SET PROBLEM >>
Extract everything from the start of the listing below down to and including the line that contains "[78,191,109,332]". Reproduce each line without any change.

Excerpts of bounding box data >>
◆ ◆ ◆

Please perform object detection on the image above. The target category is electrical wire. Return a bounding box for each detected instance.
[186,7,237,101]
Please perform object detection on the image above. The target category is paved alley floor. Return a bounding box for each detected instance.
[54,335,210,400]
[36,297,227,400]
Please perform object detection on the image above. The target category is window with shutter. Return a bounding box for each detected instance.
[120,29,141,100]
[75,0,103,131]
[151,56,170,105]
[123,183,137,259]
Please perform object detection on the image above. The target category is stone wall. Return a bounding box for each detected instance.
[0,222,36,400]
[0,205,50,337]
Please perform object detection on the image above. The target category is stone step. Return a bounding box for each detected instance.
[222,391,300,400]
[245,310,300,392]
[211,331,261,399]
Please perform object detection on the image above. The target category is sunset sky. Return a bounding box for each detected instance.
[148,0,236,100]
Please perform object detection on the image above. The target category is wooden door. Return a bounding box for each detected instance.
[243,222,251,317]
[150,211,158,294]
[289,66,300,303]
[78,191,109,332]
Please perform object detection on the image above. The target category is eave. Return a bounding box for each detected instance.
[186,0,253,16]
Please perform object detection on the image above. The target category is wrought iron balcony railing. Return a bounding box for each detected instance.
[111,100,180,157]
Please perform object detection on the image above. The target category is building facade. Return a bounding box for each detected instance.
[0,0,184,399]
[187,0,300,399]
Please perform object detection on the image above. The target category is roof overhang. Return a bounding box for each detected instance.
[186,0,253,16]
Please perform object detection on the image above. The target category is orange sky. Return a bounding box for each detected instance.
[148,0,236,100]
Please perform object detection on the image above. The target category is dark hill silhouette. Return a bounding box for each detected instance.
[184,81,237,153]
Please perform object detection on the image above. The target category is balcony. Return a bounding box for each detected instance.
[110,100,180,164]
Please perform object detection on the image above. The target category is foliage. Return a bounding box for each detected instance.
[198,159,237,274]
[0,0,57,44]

◆ ◆ ◆

TASK RESULT >>
Please perform object detection on the image above. The target category is electrical wire. Return a bounding box for each detected instance.
[186,7,237,101]
Please perform object detection on the image above. The target category is paved alley floor. Return a bounding box for each detected instance.
[54,335,210,400]
[36,297,227,400]
Please perform object detection on the image above. The target category is window with shutter. Return a bounding box for each detected instance.
[120,29,141,100]
[75,0,103,131]
[151,56,170,105]
[123,183,137,259]
Please perform object detection on the image above. The target category is stone wall. Return a bounding box for each detected instance.
[0,222,36,400]
[0,205,50,337]
Please perform object detection on the image above. The target category is stone step. Return a bounding box for each detected instance.
[222,391,300,400]
[245,310,300,392]
[211,331,261,399]
Please perform object detection on the image above. The target category is sunset sky. Return a bounding box for each detected instance.
[148,0,236,100]
Please perform object detection on the image above. The target category is wooden door. Return a bounding box for each detected instance.
[243,222,251,317]
[150,211,158,294]
[289,66,300,303]
[78,191,109,332]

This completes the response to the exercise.